CSDDD und die Herausforderungen für die Lieferkette
Nach Inkrafttreten der EU Corporate Sustainability Due Diligence Directive (CSDDD) sind die EU-Mitgliedstaaten verpflichtet, die Richtlinie bis zum 26. Juli 2026 in nationales Recht zu überführen. Bis Juli 2027 gelten die Regelungen für Unternehmen mit mehr als 5.000 Beschäftigten und einem Nettoumsatz von 1,5 Milliarden Euro, ab Juli 2028 für Unternehmen mit mehr als 3.000 Beschäftigten und 900 Millionen Euro Nettoumsatz und schließlich ab Juli 2029 für Unternehmen mit mehr als 1.000 Beschäftigten und 450 Millionen Euro Nettoumsatz.
Die durch die Regelungen der CSDDD direkt betroffenen (großen) Unternehmen sind häufig bereits durch andere Gesetze (LkSG, CSRD, EU Taxonomie, EUDR) zur Berichterstattung verpflichtet und haben entsprechende Managementsysteme zur Umsetzung der Nachhaltigkeitsberichterstattung bereits eingerichtet oder bauen diese gerade auf. Unsere Erfahrungen aus der Projektarbeit von adelphi / phiyond zeigen jedoch: Viele der indirekt betroffenen Zulieferbetriebe, die außerhalb der EU und oftmals im globalen Süden niedergelassen sind, betreten Neuland bei der Umsetzung von Maßnahmen zur unternehmerischen Sorgfaltspflicht. Erkenntnisse aus Forschung und Beratung zu Sorgfaltspflichten in verschiedenen Branchen (zum Beispiel Textil und Mode, Automobil, Bergbau) zeigen, dass der Großteil von ihnen kaum auf die neuen Anforderungen und den Perspektivwechsel von stakeholders (Anspruchsgruppen) auf rightsholders (Rechteinhabende) vorbereitet ist. Zulieferbetriebe im globalen Süden, insbesondere kleine und mittlere Unternehmen (KMU), verfügen häufig nicht über die notwendigen Kapazitäten, menschenrechtliche und ökologische Risiken systematisch zu erkennen und zu beheben. Darüber hinaus ist das Prinzip der gemeinsamen Verantwortung (shared responsibility) zwischen einkaufenden und produzierenden Unternehmen in den von menschenrechtlichen und Umweltauswirkungen besonders betroffenen Branchen zum Beispiel bisher kaum verankert. Es ist daher davon auszugehen, dass die von der CSDDD betroffenen Unternehmen, die auf robuste Nachhaltigkeitsdaten der Lieferkette angewiesen sind, große Schwierigkeiten haben werden, die Lieferkettenrichtlinie im Rahmen des bestehenden Geschäftsmodells wirkungsvoll umzusetzen.

○ ○ ○

Aufgaben:
(a) Beantworte anhand des Auszugs zur CSDDD diese Fragen:
(i) Bis zu welchem Datum müssen die EU-Mitgliedstaaten die Richtlinie in nationales Recht überführen?
(ii) Welche anderen Gesetze verpflichten die direkt betroffenen Unternehmen häufig schon zur Berichterstattung?
(iii) Welche Branchen werden als Beispiele für Forschung und Beratung zu Sorgfaltspflichten genannt?
(b) Schreib den Text über die CSDDD und die Lieferkette im Anschluss an seinen letzten Satz weiter.

Datenblock:
○ ○ ○

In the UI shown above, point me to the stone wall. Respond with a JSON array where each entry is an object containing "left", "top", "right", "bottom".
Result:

○ ○ ○

Antworten je Aufgabe:
(a)
(i) Bis zum 26. Juli 2026.
(ii) LkSG, CSRD, EU Taxonomie und EUDR.
(iii) Textil und Mode, Automobil und Bergbau.

(b)
Große Unterschiede bei den Zulieferbetrieben
In vielen Produktionsländern fehlt häufig ein funktionales regulatorisches Umfeld, das die jeweiligen Schlüsselindustrien an internationale Nachhaltigkeitsanforderungen nicht nur in Bezug auf Leistungsindikatoren, sondern auch auf die dafür notwendigen Prozesse und Systeme heranführt. Die Unterschiede zwischen den oft unzureichenden nationalen Gesetzen bzw. deren mangelhafte Durchsetzung aufgrund fehlender oder dysfunktionaler Aufsichtsbehörden und der zunehmend verbindlichen Sorgfaltspflichtengesetzgebung innerhalb wie außerhalb der EU, sind groß. Nur wenige große nationale Vorreiterunternehmen in einer ansonsten KMU-dominierten Zulieferbasis beispielsweise der Textil- und Bekleidungsindustrie nutzen entsprechende Systeme (Management, Datenaustausch, Berichterstattung), obwohl dies auch im eigenen betriebswirtschaftlichen Interesse wäre. Kleinere und mittlere Zulieferer hingegen verfügen in der Regel nicht über die personellen und finanziellen Ressourcen, um entsprechende Kapazitäten aufzubauen. Freiwillige Nachhaltigkeitsinitiativen und -standards stehen spätestens seit dem Monitoring des Nationalen Aktionsplans Wirtschaft und Menschenrechte (NAP) im Ruf, lediglich Anforderungen abzuhaken, ohne dass dies zu substanziellen Verbesserungen bei den Zulieferbetrieben und insbesondere den Rechteinhabenden führt. Statt an den Ursachen anzusetzen, binden große Zulieferfirmen kleinere Betriebe häufig über Unteraufträge in globale Lieferketten ein. Mangelnde Transparenz in der Lieferkette über die Produktionsbedingungen verschleiert oft das tatsächliche Ausmaß der Menschenrechts- und Umweltverletzungen.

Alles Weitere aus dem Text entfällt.